» **Work order**:
Please set down the data again exactly, minus the pictures.

» **Data items**:
━━━━

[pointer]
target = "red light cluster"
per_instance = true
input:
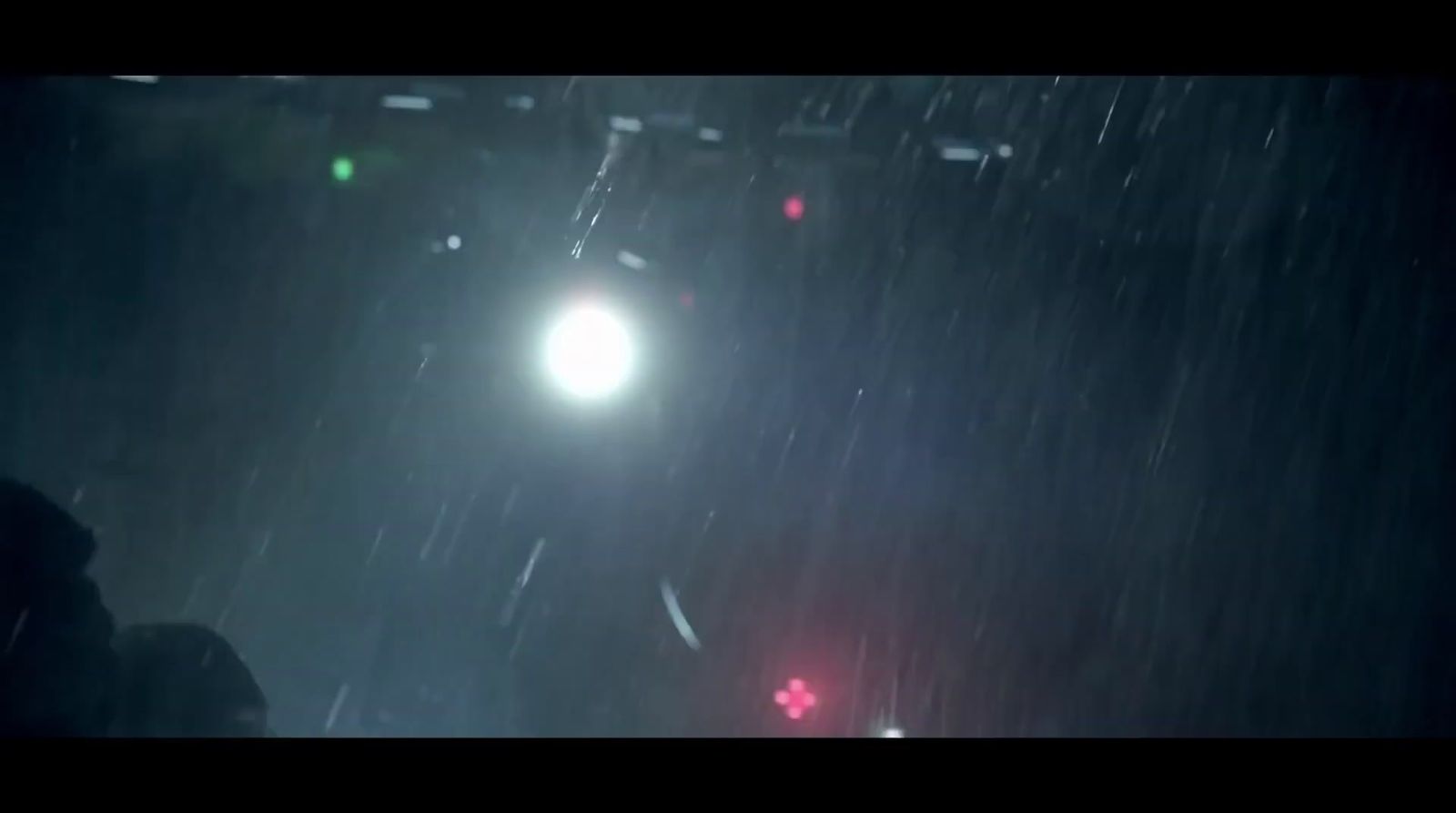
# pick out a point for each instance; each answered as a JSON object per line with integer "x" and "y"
{"x": 795, "y": 699}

━━━━

» **Response to this task**:
[pointer]
target = "red light cluster"
per_instance = true
input:
# pick out a point for each instance; each answered as a JSON object per line with integer "x" and "y"
{"x": 795, "y": 699}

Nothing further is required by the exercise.